Texte présenté:
L’homme selon le DSM, le nouvel ordre psychiatrique, Maurice Corcos, Albin Michel, 2011.
Lors de sa première séance sur mon divan, un chirurgien et professeur en médecine pourtant référé par un psychiatre niçois, réfute la dimension psychique de son mal-être : « je ne rêve jamais », me lance-t-il comme un défi. Une semaine après, l’analysant s’étonne des représentations oniriques qui peuplent ses nuits et qui dévoilent en partie les raisons inconscientes de son parcours professionnel.
A lire « L’homme selon le DSM » du psychiatre et psychanalyste Maurice Corcos publié chez Albin Michel, l’anecdote citée paraît presque dérisoire. Marqué par le « biologisme et le comportementalisme » destinés à réfuter l’hypothèse de l’inconscient, le Manuel Diagnostique et Statistique (DSM) qui vise à la classification internationale des maladies mentales, trahit la peur occidentale de « reconnaître que l’inhumain est chose humaine ». L’émotion, le ressenti et la souffrance psychique -celle qui permet notamment de donner du sens aux symptômes- inquiètent des sociétés désemparées et en quête d’un individu socialement normé et politiquement apaisé. Un symptôme qui n’est pas « l’explication d’une tare mais une ‘monstration’ », un témoignage. D’où la dénonciation, par celui qui dirige le Département de psychiatrie de l’adolescent et du jeune adulte à l’Institut mutualiste Montsouris de Paris, du « fourvoiement que constitue, dans le champ d’investigation qu’est la pathologie mentale, la captation par la science mathématique, du psychisme humain ».
Alors que s’élabore, sous la conduite de responsables médicaux chargés de séparer le « normal du pathologique », le futur DSM V, l’auteur critique la présence croissante de symptômes « plus facilement identifiables » et qui privilégient des repérages comportementaux « lourds » : non seulement, ces derniers justifient aisément les seules approches médicamenteuses mais cette « simplicité apparente » épargne en outre aux cliniciens tout questionnement trop subjectif, tout atteinte embarrassante à leurs propres affects. Tout comme elle offre aussi aux parents, dans certains cas, « un déni sur leur propre souffrance et sur la signification des troubles de leur enfant ». Les psychanalystes savent combien les étiquettes diagnostiques fournissent autant « d’identités substitutives » que de moyens techniques de résistance au traitement analytique.

Données:
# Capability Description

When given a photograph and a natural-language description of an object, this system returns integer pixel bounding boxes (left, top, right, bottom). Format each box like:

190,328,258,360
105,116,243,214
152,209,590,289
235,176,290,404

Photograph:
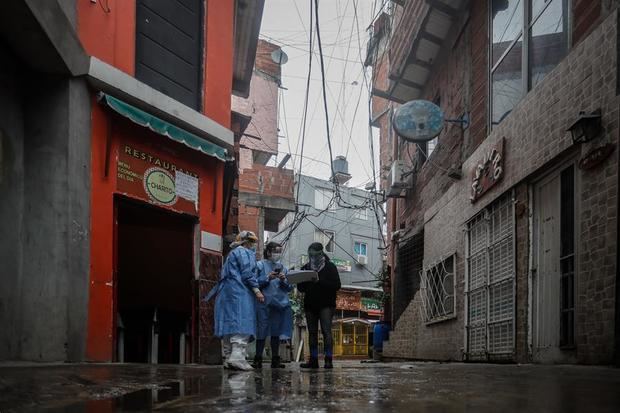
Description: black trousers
306,307,336,357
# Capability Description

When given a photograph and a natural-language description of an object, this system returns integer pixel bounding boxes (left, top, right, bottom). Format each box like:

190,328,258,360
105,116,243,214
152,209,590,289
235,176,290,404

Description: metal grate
420,255,454,323
466,195,515,360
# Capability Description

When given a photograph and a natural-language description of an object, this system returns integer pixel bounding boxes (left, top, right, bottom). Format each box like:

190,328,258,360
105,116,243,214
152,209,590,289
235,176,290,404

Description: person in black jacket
297,242,340,369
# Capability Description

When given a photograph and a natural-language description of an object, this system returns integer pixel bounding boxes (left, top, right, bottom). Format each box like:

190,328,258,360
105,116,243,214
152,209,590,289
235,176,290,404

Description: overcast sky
261,0,383,186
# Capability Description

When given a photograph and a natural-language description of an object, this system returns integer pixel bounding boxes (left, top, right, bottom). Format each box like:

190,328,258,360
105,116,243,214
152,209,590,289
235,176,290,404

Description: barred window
420,255,455,323
465,193,515,360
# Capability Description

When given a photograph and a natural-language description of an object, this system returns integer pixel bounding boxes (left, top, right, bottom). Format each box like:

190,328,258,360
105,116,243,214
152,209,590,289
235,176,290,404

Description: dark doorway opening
116,199,195,363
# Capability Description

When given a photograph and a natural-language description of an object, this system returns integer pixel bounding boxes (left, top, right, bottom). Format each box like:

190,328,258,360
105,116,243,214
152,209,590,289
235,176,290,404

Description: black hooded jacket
297,256,340,312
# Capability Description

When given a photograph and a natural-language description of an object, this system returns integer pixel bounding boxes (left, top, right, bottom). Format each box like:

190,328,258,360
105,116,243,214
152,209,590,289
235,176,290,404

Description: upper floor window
490,0,569,126
314,229,336,253
353,241,368,257
136,0,203,110
314,188,336,210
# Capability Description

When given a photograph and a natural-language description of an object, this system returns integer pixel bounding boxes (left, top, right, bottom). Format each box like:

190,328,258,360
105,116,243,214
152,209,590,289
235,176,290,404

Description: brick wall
254,39,281,79
573,0,602,44
199,251,222,364
382,2,619,363
239,164,294,199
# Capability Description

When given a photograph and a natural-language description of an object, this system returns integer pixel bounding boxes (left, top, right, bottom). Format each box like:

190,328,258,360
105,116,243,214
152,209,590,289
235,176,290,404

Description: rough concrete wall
17,78,90,361
19,81,69,361
66,79,91,361
514,183,531,363
386,12,619,363
0,47,24,360
232,71,278,159
58,0,77,31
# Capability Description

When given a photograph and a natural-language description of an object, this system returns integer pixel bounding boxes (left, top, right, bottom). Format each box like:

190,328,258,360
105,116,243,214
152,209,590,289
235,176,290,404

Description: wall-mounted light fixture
567,109,602,143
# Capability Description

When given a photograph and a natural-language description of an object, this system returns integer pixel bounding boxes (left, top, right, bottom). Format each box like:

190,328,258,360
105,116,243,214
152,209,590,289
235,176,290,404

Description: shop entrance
115,198,195,363
531,165,577,363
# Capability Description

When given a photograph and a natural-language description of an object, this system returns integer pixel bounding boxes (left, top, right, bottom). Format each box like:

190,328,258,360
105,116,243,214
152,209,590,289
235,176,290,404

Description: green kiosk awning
99,93,230,162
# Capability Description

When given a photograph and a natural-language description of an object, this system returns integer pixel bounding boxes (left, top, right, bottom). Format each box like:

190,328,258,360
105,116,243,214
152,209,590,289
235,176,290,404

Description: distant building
366,0,620,364
226,40,295,255
273,166,383,356
0,0,264,364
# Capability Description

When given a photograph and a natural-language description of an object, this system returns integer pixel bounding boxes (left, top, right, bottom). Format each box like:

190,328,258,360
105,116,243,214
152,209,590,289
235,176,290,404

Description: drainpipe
614,97,620,367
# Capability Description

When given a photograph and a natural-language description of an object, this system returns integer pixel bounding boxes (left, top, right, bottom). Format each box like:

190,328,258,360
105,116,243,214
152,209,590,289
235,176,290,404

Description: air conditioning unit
357,255,368,265
387,160,409,198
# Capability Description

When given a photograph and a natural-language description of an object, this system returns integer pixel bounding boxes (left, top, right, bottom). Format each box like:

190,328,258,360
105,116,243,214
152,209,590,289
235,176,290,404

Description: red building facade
368,0,620,363
78,0,263,363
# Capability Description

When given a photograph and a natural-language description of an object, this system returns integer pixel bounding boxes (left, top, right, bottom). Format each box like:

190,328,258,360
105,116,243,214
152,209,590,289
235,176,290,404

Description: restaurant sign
116,144,199,214
331,258,351,272
362,298,383,315
469,138,504,203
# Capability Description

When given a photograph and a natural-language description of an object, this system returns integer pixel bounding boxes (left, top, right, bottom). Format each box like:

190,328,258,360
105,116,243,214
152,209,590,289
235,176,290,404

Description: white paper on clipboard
286,270,319,284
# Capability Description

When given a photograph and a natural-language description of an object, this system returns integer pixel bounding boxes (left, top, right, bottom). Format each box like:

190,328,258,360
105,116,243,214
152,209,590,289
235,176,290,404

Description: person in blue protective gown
254,242,293,368
212,231,265,370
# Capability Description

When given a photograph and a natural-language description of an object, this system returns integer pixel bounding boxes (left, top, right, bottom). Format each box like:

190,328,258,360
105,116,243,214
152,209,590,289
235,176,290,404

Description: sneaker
228,360,254,371
299,357,319,369
271,356,286,369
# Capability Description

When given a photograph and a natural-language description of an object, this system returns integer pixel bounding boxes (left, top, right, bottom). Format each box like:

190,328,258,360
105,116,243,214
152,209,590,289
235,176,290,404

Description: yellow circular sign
144,168,177,205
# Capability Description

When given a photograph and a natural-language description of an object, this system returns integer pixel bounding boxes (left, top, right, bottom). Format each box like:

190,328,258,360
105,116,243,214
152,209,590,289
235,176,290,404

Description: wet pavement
0,361,620,413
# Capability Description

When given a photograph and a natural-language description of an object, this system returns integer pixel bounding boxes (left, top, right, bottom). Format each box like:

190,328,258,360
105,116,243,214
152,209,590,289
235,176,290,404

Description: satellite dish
392,100,445,142
271,49,288,65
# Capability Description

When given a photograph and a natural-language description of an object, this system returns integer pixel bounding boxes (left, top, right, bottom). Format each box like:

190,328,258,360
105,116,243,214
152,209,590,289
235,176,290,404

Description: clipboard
286,270,319,284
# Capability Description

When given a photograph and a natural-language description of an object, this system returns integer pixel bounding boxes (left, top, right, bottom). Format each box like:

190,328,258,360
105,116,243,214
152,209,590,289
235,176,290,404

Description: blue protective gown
256,260,293,340
215,246,258,337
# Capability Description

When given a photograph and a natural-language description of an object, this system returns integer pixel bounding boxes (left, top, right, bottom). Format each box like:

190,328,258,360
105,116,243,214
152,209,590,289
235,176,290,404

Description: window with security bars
420,255,454,323
466,195,515,360
392,231,424,324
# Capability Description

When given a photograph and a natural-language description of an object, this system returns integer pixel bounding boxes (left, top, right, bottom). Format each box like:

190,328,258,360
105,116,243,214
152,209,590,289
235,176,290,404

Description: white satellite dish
271,49,288,65
392,100,445,142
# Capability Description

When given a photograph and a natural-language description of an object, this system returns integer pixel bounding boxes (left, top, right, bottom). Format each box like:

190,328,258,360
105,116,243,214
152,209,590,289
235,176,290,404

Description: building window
393,231,424,323
314,229,336,253
354,208,368,221
465,194,515,360
136,0,203,110
314,188,336,211
560,166,575,347
353,241,368,257
490,0,569,125
420,256,455,323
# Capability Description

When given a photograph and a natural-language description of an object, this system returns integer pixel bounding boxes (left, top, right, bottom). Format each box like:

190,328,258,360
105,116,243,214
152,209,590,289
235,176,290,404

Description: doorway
115,198,196,364
532,165,576,363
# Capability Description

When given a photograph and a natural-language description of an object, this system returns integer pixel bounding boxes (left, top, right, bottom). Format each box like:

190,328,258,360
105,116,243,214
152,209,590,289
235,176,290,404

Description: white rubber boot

Consigne 1: D'après le compte rendu sur le DSM, quel département Maurice Corcos dirige-t-il ?
Consigne 2: Poursuivez le compte rendu sur le DSM à partir de sa dernière phrase.
Les lignes n'ont aucun rapport avec le compte rendu sur le DSM.

Corrigé 1: Il dirige le Département de psychiatrie de l'adolescent et du jeune adulte à l'Institut mutualiste Montsouris de Paris.

Corrigé 2:
La « philosophie », si l’on ose dire, du prochain DSM met davantage l’accent, par exemple, sur les délais requis, « mesurables » d’une dépression ou d’un travail de deuil lequel ne devrait pas dépasser deux mois : « le temps, c’est de l’argent », ironise Maurice Corcos. Elle fait aussi disparaître le critère de l’aménorrhée dans l’anorexie mentale, permettant « d’y inclure beaucoup plus de patients ». Sans parler du « syndrome de risque psychotique » ouvrant les portes d’une chimiothérapie préventive à un âge pourtant « charnière dans la construction de soi ». Et le spécialiste de rappeler que les Russes, avant la chute du mur, avaient inventé le diagnostic de « schizophrénie torpide, maladie psychotique sans symptôme manifeste mais dont on pouvait percevoir le bourgeonnement ». Mélange malsain des genres entre la médecine et la politique. « Le territoire statistique du DSM doit rester vierge de toute interprétation », déplore l’auteur : autant dire que la sexualité, horresco referens pour les rédacteurs du futur manuel, n’y a plus sa place sauf sous l’approche évidemment quantifiable des « troubles de l’hypersexualité ». Il en va de même pour les troubles de conduites ou le trouble oppositionnel avec provocation (TOP) : une de mes étudiantes en profonde souffrance reconnaissait que le plus « difficile dans son stage de vente en première année résidait dans le fait d’avoir dû être gentille plusieurs heures par jour ». L’un et l’autre seront désormais pris en charge par un « arsenal chimiothérapeutique » qui rejette la symbolisation et l’histoire personnelle, inconsciente du sujet : c’est oublier que « dans la haine, rappelle avec autant de force que de justesse le psychanalyste parisien, l’objet ne ment pas ». Le sujet non plus. L’homme selon le DSM sera cet humain affolé par son ombre et craintif de son passé : bref, un triste sire./.